Take the data below and filter it for lines containing the word "small"; show each line found.

Stored data entries:
☆ ☆ ☆ ☆ ☆

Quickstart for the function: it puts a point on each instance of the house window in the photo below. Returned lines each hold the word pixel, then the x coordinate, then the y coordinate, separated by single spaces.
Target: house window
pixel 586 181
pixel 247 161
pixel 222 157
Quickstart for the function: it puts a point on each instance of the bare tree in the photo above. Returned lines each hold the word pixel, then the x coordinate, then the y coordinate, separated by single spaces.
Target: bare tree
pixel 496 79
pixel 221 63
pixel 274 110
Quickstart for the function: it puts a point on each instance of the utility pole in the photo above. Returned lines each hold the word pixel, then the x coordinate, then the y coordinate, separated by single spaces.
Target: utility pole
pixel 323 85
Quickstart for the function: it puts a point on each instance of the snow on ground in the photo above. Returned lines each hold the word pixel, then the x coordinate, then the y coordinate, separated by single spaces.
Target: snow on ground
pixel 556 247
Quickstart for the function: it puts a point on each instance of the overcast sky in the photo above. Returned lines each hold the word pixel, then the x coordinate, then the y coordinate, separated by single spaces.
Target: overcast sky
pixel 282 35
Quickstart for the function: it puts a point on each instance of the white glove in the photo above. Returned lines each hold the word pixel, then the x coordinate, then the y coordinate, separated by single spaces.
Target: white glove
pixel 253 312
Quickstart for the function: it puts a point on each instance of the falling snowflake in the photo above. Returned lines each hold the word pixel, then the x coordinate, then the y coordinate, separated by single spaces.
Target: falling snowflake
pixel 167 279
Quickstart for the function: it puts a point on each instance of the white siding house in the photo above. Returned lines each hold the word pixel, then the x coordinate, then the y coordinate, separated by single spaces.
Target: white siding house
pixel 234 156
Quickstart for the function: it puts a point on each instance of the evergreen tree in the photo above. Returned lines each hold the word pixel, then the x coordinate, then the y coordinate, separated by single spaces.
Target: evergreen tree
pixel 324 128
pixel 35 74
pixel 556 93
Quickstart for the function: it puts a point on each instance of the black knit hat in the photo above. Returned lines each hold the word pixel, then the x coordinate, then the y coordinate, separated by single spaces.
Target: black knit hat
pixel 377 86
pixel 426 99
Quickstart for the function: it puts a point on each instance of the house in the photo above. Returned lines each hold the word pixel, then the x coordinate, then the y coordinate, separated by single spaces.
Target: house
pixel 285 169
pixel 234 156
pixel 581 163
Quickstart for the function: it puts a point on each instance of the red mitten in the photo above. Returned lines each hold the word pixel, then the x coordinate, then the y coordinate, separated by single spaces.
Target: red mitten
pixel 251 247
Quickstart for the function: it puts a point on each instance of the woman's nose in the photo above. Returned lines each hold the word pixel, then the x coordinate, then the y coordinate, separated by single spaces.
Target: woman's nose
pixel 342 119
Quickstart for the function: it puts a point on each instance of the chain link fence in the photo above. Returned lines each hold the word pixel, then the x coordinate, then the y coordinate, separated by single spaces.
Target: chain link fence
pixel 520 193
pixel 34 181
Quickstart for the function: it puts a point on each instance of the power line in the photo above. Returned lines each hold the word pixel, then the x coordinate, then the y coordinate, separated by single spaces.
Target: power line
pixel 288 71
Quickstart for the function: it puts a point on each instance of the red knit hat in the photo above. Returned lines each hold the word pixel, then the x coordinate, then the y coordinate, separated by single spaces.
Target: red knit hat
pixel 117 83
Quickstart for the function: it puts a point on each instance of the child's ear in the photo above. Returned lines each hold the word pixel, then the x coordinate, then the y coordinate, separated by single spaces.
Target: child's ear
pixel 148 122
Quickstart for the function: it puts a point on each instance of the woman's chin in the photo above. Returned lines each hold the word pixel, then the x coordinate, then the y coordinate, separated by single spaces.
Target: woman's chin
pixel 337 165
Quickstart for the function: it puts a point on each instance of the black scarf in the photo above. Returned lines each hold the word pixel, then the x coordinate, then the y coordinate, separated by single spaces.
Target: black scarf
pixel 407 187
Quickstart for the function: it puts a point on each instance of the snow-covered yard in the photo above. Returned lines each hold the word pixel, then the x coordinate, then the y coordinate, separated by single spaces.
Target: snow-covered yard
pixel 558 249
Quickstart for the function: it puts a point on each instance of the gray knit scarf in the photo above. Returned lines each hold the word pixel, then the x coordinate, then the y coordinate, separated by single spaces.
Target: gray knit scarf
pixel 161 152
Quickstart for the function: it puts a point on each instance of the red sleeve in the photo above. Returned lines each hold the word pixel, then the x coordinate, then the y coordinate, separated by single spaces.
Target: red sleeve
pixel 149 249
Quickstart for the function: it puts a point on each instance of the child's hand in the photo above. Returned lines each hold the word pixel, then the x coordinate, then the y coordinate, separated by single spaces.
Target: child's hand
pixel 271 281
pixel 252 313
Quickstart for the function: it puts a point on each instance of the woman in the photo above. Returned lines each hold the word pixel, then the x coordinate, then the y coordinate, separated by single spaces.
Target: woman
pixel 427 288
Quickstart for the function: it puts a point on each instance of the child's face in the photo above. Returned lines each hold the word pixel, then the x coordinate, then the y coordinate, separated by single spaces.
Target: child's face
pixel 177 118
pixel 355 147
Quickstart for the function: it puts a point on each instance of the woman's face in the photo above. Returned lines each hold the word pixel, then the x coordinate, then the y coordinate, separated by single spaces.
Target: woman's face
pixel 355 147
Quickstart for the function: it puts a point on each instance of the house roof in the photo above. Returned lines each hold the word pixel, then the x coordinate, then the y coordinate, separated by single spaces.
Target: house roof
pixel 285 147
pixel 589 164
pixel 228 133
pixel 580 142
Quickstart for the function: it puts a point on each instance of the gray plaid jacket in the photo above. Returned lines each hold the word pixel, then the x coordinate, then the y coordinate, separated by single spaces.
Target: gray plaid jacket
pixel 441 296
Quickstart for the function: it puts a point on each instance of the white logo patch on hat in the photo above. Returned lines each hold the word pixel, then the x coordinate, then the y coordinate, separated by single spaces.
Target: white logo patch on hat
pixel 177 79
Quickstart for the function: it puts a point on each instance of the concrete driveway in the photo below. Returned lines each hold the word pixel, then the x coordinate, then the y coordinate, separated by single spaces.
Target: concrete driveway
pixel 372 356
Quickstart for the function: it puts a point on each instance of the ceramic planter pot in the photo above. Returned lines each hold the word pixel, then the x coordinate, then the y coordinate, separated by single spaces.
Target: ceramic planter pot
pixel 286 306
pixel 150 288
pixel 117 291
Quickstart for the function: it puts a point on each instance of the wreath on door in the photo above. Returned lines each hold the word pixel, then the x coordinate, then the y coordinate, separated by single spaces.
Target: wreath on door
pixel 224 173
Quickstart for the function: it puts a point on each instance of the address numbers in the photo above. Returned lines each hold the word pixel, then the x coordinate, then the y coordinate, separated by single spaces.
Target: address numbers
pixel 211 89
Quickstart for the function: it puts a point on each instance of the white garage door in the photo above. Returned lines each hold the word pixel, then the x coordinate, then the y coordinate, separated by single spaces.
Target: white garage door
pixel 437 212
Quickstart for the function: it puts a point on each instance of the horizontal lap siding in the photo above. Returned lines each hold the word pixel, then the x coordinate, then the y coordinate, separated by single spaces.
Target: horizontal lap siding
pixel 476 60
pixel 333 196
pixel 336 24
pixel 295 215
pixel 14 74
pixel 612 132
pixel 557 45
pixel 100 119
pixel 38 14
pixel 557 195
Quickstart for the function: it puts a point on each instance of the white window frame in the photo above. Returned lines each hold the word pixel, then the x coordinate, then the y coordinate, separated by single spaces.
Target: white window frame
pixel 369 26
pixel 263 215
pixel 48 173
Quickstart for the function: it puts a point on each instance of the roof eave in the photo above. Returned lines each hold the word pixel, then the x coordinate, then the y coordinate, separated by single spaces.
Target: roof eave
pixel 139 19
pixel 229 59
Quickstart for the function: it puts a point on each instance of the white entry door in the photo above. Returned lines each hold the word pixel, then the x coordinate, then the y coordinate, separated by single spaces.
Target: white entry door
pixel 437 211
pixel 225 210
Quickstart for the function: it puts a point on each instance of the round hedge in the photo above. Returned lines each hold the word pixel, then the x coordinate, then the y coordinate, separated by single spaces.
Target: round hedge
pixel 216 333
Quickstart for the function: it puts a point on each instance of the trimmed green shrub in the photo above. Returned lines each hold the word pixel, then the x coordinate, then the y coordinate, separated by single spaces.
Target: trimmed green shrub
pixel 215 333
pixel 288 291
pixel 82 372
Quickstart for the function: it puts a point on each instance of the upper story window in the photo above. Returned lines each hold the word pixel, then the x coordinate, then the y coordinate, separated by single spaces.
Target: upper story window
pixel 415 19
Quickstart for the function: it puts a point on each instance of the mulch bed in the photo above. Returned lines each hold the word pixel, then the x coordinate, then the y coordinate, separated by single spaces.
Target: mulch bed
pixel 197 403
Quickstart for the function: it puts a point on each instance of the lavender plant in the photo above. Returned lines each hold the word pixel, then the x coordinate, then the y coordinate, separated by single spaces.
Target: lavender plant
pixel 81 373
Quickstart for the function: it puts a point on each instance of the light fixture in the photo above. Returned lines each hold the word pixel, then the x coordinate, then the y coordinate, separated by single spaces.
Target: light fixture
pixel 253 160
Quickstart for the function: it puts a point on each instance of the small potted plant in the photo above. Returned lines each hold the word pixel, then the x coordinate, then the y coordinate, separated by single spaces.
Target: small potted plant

☆ ☆ ☆ ☆ ☆

WRITTEN RESPONSE:
Quickstart for the function: it puts a point on each instance of the small potted plant in the photo above. Returned lines each hold the word pixel, then the x coordinate, then the y coordinate, separated by single spaces.
Target: small potted plant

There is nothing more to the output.